- TASK PROMPT
Write out the entries verbatim and leave the images out of the copy.

- DATA
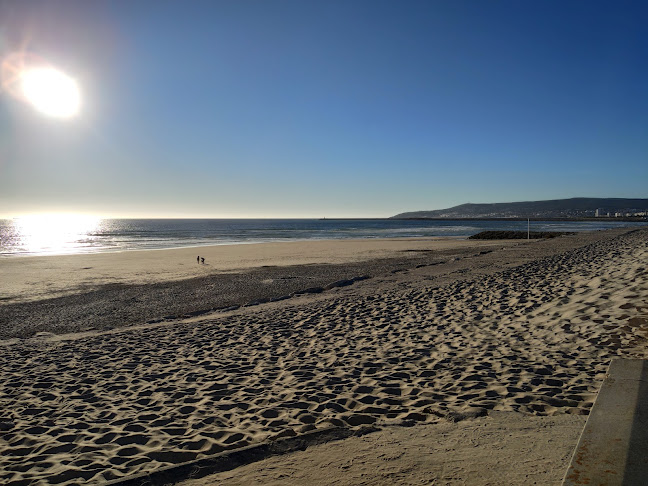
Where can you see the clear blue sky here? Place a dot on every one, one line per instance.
(327, 108)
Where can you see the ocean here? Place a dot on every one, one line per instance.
(53, 235)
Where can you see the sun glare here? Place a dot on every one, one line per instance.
(55, 233)
(34, 81)
(51, 92)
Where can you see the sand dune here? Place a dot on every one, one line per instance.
(535, 338)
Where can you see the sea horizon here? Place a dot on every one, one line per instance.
(47, 236)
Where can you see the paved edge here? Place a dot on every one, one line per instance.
(613, 447)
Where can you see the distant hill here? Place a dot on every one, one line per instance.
(577, 207)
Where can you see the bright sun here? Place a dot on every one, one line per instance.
(51, 92)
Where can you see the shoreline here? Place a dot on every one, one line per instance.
(435, 342)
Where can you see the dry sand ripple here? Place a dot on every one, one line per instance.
(536, 338)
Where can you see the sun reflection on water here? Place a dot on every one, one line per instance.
(55, 233)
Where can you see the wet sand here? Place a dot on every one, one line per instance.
(439, 338)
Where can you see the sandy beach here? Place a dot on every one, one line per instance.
(464, 355)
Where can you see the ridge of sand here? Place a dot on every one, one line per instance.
(535, 339)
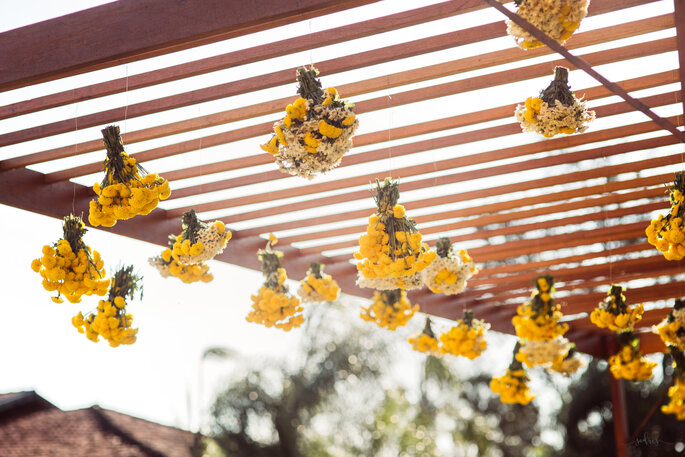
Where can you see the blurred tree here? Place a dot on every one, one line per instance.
(342, 399)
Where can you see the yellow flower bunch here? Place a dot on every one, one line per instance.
(316, 131)
(558, 19)
(538, 319)
(467, 338)
(70, 267)
(199, 242)
(449, 272)
(391, 249)
(317, 286)
(111, 321)
(425, 341)
(273, 305)
(667, 233)
(569, 363)
(513, 386)
(541, 352)
(676, 393)
(389, 309)
(127, 189)
(672, 329)
(556, 110)
(613, 312)
(168, 266)
(629, 362)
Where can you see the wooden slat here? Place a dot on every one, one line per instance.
(563, 221)
(442, 180)
(547, 197)
(222, 138)
(269, 51)
(406, 131)
(587, 67)
(130, 30)
(497, 218)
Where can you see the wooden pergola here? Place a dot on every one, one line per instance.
(573, 206)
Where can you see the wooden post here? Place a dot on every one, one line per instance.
(679, 16)
(618, 402)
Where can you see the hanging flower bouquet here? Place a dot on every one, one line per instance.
(273, 306)
(316, 131)
(676, 393)
(558, 19)
(199, 242)
(389, 309)
(629, 362)
(391, 253)
(569, 363)
(540, 352)
(425, 341)
(127, 189)
(317, 286)
(448, 273)
(513, 386)
(667, 233)
(537, 319)
(168, 266)
(111, 321)
(672, 329)
(556, 110)
(613, 313)
(70, 267)
(467, 338)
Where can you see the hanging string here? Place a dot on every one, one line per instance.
(126, 101)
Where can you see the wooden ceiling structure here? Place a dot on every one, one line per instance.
(572, 206)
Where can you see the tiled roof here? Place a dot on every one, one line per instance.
(91, 432)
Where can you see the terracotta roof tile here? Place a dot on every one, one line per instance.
(91, 432)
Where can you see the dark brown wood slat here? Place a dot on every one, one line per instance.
(213, 140)
(437, 181)
(263, 52)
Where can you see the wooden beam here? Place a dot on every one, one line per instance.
(587, 68)
(619, 408)
(366, 157)
(679, 20)
(433, 182)
(499, 218)
(544, 198)
(130, 30)
(370, 85)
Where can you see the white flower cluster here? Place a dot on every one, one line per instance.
(558, 19)
(541, 352)
(552, 120)
(213, 241)
(448, 275)
(162, 266)
(403, 282)
(568, 365)
(295, 159)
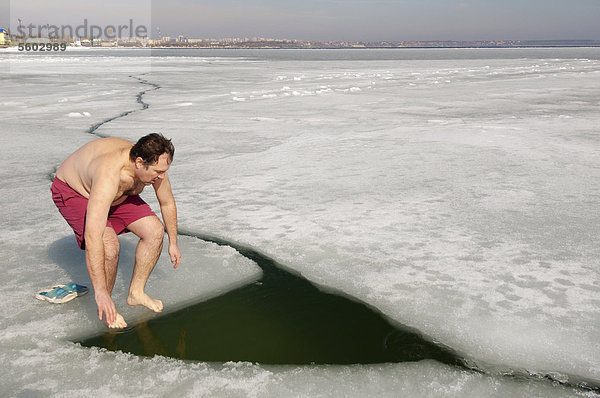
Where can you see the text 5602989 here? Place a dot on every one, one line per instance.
(42, 47)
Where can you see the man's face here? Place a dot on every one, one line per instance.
(151, 174)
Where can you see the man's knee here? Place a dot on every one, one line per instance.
(111, 245)
(154, 230)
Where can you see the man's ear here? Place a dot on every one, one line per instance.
(139, 163)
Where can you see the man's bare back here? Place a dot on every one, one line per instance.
(109, 173)
(79, 169)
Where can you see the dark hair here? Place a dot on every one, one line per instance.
(150, 147)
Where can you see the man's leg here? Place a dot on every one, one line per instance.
(151, 232)
(111, 257)
(111, 261)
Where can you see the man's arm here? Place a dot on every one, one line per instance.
(104, 188)
(168, 209)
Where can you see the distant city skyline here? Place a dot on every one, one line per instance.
(328, 20)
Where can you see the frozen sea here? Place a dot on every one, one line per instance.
(456, 191)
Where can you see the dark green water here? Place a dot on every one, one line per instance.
(281, 319)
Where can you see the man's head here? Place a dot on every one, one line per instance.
(150, 147)
(152, 155)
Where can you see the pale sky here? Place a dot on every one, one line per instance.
(339, 20)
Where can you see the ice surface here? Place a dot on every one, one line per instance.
(459, 197)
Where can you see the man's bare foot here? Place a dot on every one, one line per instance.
(118, 324)
(145, 300)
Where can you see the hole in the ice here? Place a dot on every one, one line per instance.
(281, 319)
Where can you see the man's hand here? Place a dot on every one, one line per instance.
(106, 307)
(175, 255)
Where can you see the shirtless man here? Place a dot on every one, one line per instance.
(96, 190)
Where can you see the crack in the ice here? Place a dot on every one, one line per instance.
(93, 129)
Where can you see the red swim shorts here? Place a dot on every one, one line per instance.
(73, 208)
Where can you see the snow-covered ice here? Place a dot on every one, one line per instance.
(457, 194)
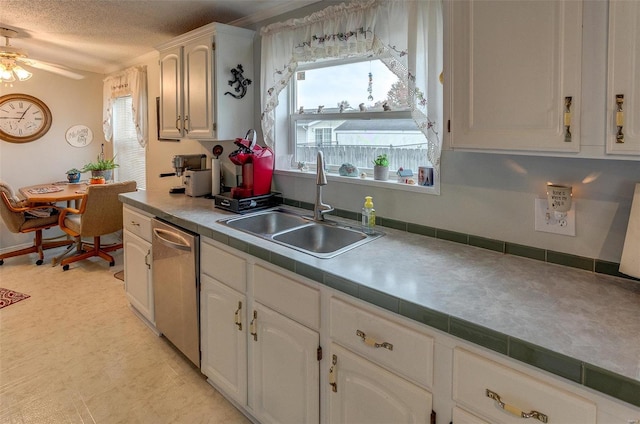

- YOUR SOLUTION
Where can you see the clear blue sky here? Place a dot on every one, one line per instance.
(327, 108)
Where can you see the ocean here? Place a dot on every one, one line per instance.
(53, 235)
Where can you see the sun glare here? Place a dot on every one, one line per instance.
(55, 233)
(34, 81)
(51, 92)
Where can you see the sand dune here? Place a dot on every one, one line per instance.
(535, 338)
Where can you see the sea horizon here? Place a dot on every one, one line per instance.
(47, 236)
Where can you see the paved edge here? Place a dot on every one, one line per instance.
(613, 447)
Where can you see the distant hill here? Place a dot on every one, one line per instance.
(577, 207)
Where can you see the bright sun here? Place a dot on every one, one line per instance.
(51, 92)
Where can you see the shoreline here? Place a dot on every one, one line per instance.
(435, 342)
Where can you see the dry sand ripple here? Place a dot on every one, one line per instance.
(536, 338)
Where can you see the sun reflection on water here? Place a dot on every one, one line per instance.
(55, 233)
Where can you see the wet sand here? Place a dot on every one, one line per instance.
(439, 338)
Where can you see the sandy beach here? Place a dot on every one, one line per instance.
(464, 355)
Where can you see the ridge of sand here? Place a dot on every one, one line per instance.
(535, 339)
Where can you see the blurred tree here? Place a dot on every one, one line per instance.
(342, 399)
Where can you see the yellow flower bunch here? Place a dot on every one, one line per instance.
(316, 131)
(558, 19)
(538, 319)
(467, 338)
(70, 267)
(199, 242)
(449, 272)
(391, 249)
(317, 286)
(111, 321)
(425, 341)
(273, 305)
(667, 233)
(569, 363)
(513, 386)
(541, 352)
(676, 393)
(389, 309)
(127, 189)
(672, 329)
(556, 110)
(613, 312)
(168, 266)
(629, 362)
Where can you see the wooden slat here? Place a dot on every one, one line per instance.
(563, 221)
(442, 180)
(547, 197)
(222, 138)
(269, 51)
(406, 131)
(587, 67)
(130, 30)
(497, 218)
Where can you see the wooden pergola here? Place a dot on every one, one line per instance.
(573, 206)
Where can you see the wooden post here? Place a dot on every one, one line per instance.
(679, 16)
(618, 402)
Where can you see the hanging flower bouquet here? Place a dot on every one, one line per instance.
(273, 306)
(316, 131)
(676, 393)
(558, 19)
(199, 242)
(389, 309)
(629, 362)
(391, 253)
(569, 363)
(540, 352)
(425, 341)
(127, 189)
(317, 286)
(448, 273)
(513, 386)
(667, 233)
(537, 319)
(168, 266)
(111, 321)
(672, 329)
(556, 110)
(613, 313)
(70, 267)
(467, 338)
Where can you see the hanging string here? Place a dot on every one, one line per instance.
(126, 101)
Where can you see the wooden ceiling structure here? Place a dot on every one, one line per instance.
(572, 206)
Where can you see the tiled roof here? Place a dot on every one, one line per instance.
(91, 432)
Where can you see the terracotta roof tile here? Place a dot on every one, one line per instance.
(91, 432)
Where can you see the dark brown wood slat here? Place a dot on every one, one line per instance.
(213, 140)
(437, 181)
(263, 52)
Where can you see the wooden beam here? Place a dot on every one, one line per instance.
(587, 68)
(619, 408)
(366, 157)
(679, 20)
(433, 182)
(499, 218)
(544, 198)
(130, 30)
(370, 85)
Where can you see the white flower cluster here? Place a dot on every one, one line per instance.
(558, 19)
(541, 352)
(552, 120)
(213, 241)
(448, 275)
(162, 266)
(403, 282)
(568, 365)
(295, 159)
Where can you see the text 5602989 here? Place a dot on every one, one line per instance.
(42, 47)
Where can you see the man's face here? Place a dot on every one, one line per instance.
(151, 174)
Where can you see the man's knee here? Place a dot on every one, one line per instance.
(111, 245)
(154, 230)
Where can you see the man's ear here? Place a dot on every one, one line per instance.
(139, 163)
Where can you see the man's bare back here? Place a dot on every one, one line per instance.
(109, 173)
(79, 169)
Where can you see the dark hair here? Place a dot on every one, one line per instance.
(150, 147)
Where can you see the man's leg here? Place a dot on every one, one line per instance.
(151, 232)
(111, 257)
(111, 261)
Where can you see the man's arm here? Place a dot on every one, one line per instance.
(104, 188)
(168, 209)
Where can you see the distant city skyline here? Place a dot on every one, one line per instance.
(328, 20)
Where can you see the frozen sea here? Place a dot on every one, one line per instance.
(456, 191)
Where can you see the dark green water here? Place a dot on every one, one line per instance.
(281, 319)
Where can you see the man's head here? Place a dot on every one, one line per instance.
(150, 147)
(152, 155)
Where can you see the pale sky here? Place a dot on every one, one line per instance.
(339, 20)
Where can you see the ice surface here? Place a dot on every one, one line per instance.
(459, 197)
Where can you see the man's bare foot here? Place a dot on every one, one line per instance.
(118, 324)
(145, 300)
Where can you see the hole in the ice here? Place a dot on every one, one line per instance.
(281, 319)
Where can you see the man's hand here? Place a dot on every one, one line per instance.
(106, 307)
(175, 255)
Where can you see the shirtless man here? Place a dot on every one, one line per instance.
(96, 190)
Where can you see the crack in the ice here? Place a dot on every one, one line per instance.
(93, 129)
Where can you see the red swim shorts here? Place a dot on every one, one line per instance.
(73, 208)
Where can you see the snow-covered ice here? Place a dot on every one, one line per instance.
(457, 194)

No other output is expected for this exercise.